> _Supplied information_:
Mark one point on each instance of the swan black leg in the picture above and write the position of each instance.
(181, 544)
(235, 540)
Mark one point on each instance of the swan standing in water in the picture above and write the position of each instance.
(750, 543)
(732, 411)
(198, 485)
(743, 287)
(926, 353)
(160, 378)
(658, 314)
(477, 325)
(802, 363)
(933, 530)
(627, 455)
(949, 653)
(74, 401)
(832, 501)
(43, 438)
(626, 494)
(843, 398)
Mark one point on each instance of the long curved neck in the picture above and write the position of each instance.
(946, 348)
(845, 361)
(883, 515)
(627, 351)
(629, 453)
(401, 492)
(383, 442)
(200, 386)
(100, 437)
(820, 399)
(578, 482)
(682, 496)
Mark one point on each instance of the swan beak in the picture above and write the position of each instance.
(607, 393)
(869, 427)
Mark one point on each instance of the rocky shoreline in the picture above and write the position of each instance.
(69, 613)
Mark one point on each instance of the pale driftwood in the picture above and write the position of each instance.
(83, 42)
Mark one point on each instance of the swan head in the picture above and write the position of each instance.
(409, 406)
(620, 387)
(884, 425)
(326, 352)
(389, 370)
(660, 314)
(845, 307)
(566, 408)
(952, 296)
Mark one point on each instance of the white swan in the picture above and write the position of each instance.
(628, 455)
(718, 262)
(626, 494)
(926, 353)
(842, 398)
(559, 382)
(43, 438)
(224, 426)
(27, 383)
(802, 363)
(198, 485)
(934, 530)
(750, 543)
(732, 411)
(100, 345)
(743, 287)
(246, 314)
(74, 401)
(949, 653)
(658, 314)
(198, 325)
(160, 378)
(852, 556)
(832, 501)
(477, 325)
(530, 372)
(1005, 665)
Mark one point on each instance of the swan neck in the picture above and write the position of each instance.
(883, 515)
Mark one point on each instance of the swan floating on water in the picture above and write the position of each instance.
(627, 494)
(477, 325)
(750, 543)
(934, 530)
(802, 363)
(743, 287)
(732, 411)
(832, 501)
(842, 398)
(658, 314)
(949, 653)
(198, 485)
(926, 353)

> _Task objective_: Convert every line of the records above into a JSON list of strings, one string per line, leaving out any blank lines.

> _Correct answer_:
[
  "Mark one point on each instance of the swan black leg in the picture above and write the position of each instance.",
  "(181, 544)",
  "(235, 540)",
  "Mark one point on each instance of the swan standing in water in the picture above and write the position of each instance.",
  "(750, 543)",
  "(732, 411)",
  "(198, 485)",
  "(743, 287)",
  "(926, 353)",
  "(160, 378)",
  "(658, 314)",
  "(477, 325)",
  "(802, 363)",
  "(933, 530)",
  "(627, 455)",
  "(949, 653)",
  "(74, 401)",
  "(832, 501)",
  "(43, 438)",
  "(626, 494)",
  "(843, 398)",
  "Mark one point on each instance of the long curved neck in the picture above and write the position of each instance.",
  "(946, 348)",
  "(845, 361)",
  "(883, 515)",
  "(627, 351)",
  "(629, 453)",
  "(401, 492)",
  "(383, 442)",
  "(200, 386)",
  "(100, 437)",
  "(820, 399)",
  "(578, 482)",
  "(682, 496)",
  "Mark one point on each instance of the swan beak in the picture above and write the position of each instance.",
  "(607, 393)",
  "(869, 427)",
  "Mark one point on each instance of the rocky shoreline in the picture above and write the position of each instance.",
  "(69, 613)",
  "Mark one point on each instance of the pale driftwood in the picture above and write the position of each instance.",
  "(83, 42)",
  "Mark one point on each instance of the swan head in the picture above and write the position of each instance.",
  "(409, 406)",
  "(620, 387)",
  "(884, 425)",
  "(326, 352)",
  "(389, 370)",
  "(660, 314)",
  "(845, 307)",
  "(566, 408)",
  "(952, 296)",
  "Mark one point on each instance of the white swan in the picture above and write the position of each instance.",
  "(628, 455)",
  "(718, 262)",
  "(626, 494)",
  "(926, 353)",
  "(842, 398)",
  "(559, 382)",
  "(43, 438)",
  "(224, 426)",
  "(27, 383)",
  "(802, 363)",
  "(198, 485)",
  "(934, 530)",
  "(750, 543)",
  "(732, 411)",
  "(100, 345)",
  "(743, 287)",
  "(246, 314)",
  "(74, 401)",
  "(949, 653)",
  "(658, 314)",
  "(198, 325)",
  "(160, 378)",
  "(852, 556)",
  "(832, 501)",
  "(477, 325)",
  "(530, 372)",
  "(1005, 665)",
  "Mark one point on each instance of the swan neck in the picture above and write the position of each instance.",
  "(883, 515)",
  "Mark one point on each instance of the swan floating on water in the picture above and write the position of each instance.",
  "(627, 494)",
  "(477, 325)",
  "(750, 543)",
  "(934, 530)",
  "(802, 363)",
  "(743, 287)",
  "(732, 411)",
  "(832, 501)",
  "(842, 398)",
  "(658, 314)",
  "(949, 653)",
  "(198, 485)",
  "(926, 353)"
]